- **EXERCISE DESCRIPTION**
Print the records below without changing a single character, keeping every line in its original order.

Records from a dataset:

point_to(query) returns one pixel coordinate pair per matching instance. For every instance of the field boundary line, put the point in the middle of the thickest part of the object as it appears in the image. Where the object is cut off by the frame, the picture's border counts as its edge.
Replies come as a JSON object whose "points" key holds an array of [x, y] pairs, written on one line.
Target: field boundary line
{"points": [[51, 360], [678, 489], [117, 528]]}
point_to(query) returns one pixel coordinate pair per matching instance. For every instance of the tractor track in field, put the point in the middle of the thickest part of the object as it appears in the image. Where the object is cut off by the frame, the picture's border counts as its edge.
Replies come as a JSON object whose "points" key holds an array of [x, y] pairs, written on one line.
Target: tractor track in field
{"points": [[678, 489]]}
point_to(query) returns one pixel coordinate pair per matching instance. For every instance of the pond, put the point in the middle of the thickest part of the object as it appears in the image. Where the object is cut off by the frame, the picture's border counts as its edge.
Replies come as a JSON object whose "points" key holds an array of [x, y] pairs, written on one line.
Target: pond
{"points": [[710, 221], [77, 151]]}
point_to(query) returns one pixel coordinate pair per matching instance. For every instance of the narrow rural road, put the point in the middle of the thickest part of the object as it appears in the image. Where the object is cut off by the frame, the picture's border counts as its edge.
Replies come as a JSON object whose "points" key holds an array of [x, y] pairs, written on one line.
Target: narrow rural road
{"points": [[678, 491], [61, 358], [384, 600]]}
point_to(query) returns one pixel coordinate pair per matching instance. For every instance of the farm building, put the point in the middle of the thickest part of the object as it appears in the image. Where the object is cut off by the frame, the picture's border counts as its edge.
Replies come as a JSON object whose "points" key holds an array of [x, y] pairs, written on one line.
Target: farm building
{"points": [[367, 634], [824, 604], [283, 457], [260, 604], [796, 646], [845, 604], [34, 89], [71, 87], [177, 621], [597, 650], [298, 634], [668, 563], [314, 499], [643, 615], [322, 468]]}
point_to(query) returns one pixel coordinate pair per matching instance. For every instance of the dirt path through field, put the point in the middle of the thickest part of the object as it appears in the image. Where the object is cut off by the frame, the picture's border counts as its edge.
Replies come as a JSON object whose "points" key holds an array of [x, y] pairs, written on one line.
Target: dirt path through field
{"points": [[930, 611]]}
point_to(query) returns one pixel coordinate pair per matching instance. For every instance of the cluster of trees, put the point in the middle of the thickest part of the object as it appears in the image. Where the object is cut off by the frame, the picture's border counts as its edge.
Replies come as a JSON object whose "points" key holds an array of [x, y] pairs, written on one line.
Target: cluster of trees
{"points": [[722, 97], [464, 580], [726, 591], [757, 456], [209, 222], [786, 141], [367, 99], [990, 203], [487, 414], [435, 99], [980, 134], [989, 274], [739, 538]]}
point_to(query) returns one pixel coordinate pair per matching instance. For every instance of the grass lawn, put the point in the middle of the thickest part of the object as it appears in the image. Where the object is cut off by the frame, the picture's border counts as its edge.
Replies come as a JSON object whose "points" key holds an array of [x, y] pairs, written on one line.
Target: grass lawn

- **FINAL RESULT**
point_to(query) returns one pixel coordinate pair per matching instance. For every instance of the field boundary line, put the point in the middle of the thickest part of the object as it appears in the image. Where the object is cut off by the frame, the picture's border counts as its edge.
Replies come as a JSON object whose "points" key holds an array of [x, y] pairs, written on one line.
Target: field boundary line
{"points": [[51, 360], [678, 489], [117, 528]]}
point_to(query) returns one pixel coordinate pair per matching instance. For every instance of the tractor track in field, put the point in the middle of the thickest part of the object as it appears in the image. Where the object is cut off by the frame, the picture's border counts as its edge.
Replies come as a JSON object whose "points" key holds an array of [x, y] pairs, written on one line.
Target: tractor track in field
{"points": [[678, 489]]}
point_to(query) returns one pixel coordinate pair per matching instance. For every instance of the pond, put the point in the middle of the thickest part of the object as it appears in the image. Where the object is cut off by the frame, the picture's border counts as its edge.
Replies come as a JSON object whose "points" key holds an array of [x, y] pairs, written on one line.
Target: pond
{"points": [[710, 221], [77, 151]]}
point_to(query) returns one pixel coordinate pair per matching instance. For every instance of the narrow rural road, put the point in the middle of the thickest part of the object as it appears in the image. Where the object is cut off by the frame, the picture's border counts as its edge.
Replies come as a JSON object whose "points" key holds an array of [x, y] pairs, written on one line.
Target: narrow rural road
{"points": [[678, 491], [61, 358], [384, 600]]}
point_to(query) returns one pixel coordinate pair per matching instance. For every instance of the farm building, put the point in the middle of the thickest part of the object as it appears in the image. Where the object is cut off by the frame, the picture's border counts as its edge.
Replies come as a JSON object whose "points" key holds an array of [x, y] pairs, written on one line.
Target: farm building
{"points": [[367, 634], [824, 604], [283, 457], [260, 604], [796, 646], [845, 604], [34, 89], [71, 87], [177, 621], [597, 650], [298, 634], [668, 563], [314, 499], [643, 615], [322, 468]]}
point_to(query) returns one pixel coordinate pair per matching instance. For every instance of the dirt path through field, put the point in the middle of the thickest part of the object as it appears in the image. Where the object is cut off by the frame, the picture's border counts as its edge.
Replies come as a JSON object whose "points" key holds an array of [x, y] pairs, written on one line.
Target: dirt path through field
{"points": [[930, 611]]}
point_to(query) returns one pixel coordinate pair per matching instance. For every instance of the cluster of trees, put the point in the middle of the thickest part of the object as it appears in the image. Where the object is cut off by the frame, the picture's border counts as its edge.
Replies come as a JSON object whose "points" key holds an array of [x, y] pairs, written on one line.
Target: cluster of trees
{"points": [[722, 97], [464, 580], [726, 591], [757, 456], [209, 222], [786, 141], [367, 99], [990, 203], [487, 414], [435, 99], [980, 134], [989, 274], [739, 538]]}
point_to(query) returns one pixel coordinate pair per matching instance. For every instance of the grass lawn, put the point in the middle of the thickest part of the object as it appears in the image. Where the object is cut off by the frame, the picture's border counts as its edge.
Replies come as a JSON object whose "points" key holds an array of [x, y] pairs, written on one line.
Target: grass lawn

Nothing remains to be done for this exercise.